## Your task
Within the data below, how many lines contain "blue"? Reply with the number only.

## Source material
--
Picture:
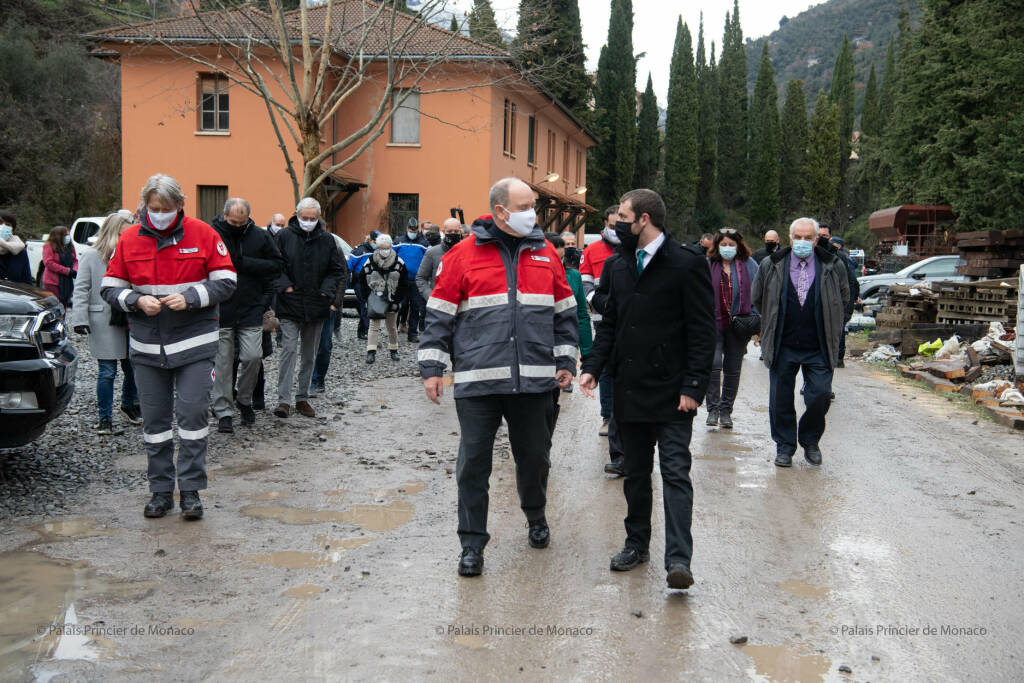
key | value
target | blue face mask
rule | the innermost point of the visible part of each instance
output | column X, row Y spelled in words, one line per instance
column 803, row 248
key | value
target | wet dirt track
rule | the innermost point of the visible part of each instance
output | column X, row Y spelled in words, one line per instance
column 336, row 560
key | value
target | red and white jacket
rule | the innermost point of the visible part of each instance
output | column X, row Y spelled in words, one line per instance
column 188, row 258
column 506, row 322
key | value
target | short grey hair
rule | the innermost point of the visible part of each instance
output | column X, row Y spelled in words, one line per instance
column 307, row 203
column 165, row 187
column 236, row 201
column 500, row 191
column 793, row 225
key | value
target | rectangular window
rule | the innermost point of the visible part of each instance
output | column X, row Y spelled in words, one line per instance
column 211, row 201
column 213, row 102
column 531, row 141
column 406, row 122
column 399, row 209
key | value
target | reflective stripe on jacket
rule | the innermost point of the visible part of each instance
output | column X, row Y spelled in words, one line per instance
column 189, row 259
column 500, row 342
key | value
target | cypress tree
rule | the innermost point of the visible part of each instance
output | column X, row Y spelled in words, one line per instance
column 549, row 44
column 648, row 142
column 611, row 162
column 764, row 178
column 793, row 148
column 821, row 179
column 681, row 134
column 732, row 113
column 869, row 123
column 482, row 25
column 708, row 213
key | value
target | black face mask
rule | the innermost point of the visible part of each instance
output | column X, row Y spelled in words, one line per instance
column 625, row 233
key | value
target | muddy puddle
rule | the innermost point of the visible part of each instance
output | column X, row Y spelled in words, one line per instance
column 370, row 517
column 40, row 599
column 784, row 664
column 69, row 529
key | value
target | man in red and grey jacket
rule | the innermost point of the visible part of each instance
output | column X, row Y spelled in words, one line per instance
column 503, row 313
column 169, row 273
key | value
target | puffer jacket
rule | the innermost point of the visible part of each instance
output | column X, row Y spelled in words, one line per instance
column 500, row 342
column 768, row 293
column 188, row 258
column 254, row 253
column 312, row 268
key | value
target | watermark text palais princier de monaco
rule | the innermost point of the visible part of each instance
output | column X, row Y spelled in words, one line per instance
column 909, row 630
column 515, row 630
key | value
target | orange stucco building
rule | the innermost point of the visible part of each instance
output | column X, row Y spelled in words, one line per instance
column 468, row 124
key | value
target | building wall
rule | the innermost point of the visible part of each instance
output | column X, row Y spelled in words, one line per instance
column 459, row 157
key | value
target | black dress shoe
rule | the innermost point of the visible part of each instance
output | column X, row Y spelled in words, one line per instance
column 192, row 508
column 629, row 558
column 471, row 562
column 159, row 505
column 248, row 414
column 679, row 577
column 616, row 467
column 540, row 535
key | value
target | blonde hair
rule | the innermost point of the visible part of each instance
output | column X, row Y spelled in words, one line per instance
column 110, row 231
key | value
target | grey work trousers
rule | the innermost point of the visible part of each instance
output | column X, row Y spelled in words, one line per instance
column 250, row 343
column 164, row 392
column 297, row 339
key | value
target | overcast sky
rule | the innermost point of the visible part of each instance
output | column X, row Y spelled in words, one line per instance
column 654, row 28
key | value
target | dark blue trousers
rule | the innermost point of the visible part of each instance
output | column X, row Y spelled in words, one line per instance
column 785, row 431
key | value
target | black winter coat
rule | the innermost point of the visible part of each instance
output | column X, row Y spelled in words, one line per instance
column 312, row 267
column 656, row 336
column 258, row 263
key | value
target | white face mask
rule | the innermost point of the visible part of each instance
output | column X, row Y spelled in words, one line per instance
--
## Answer for the task
2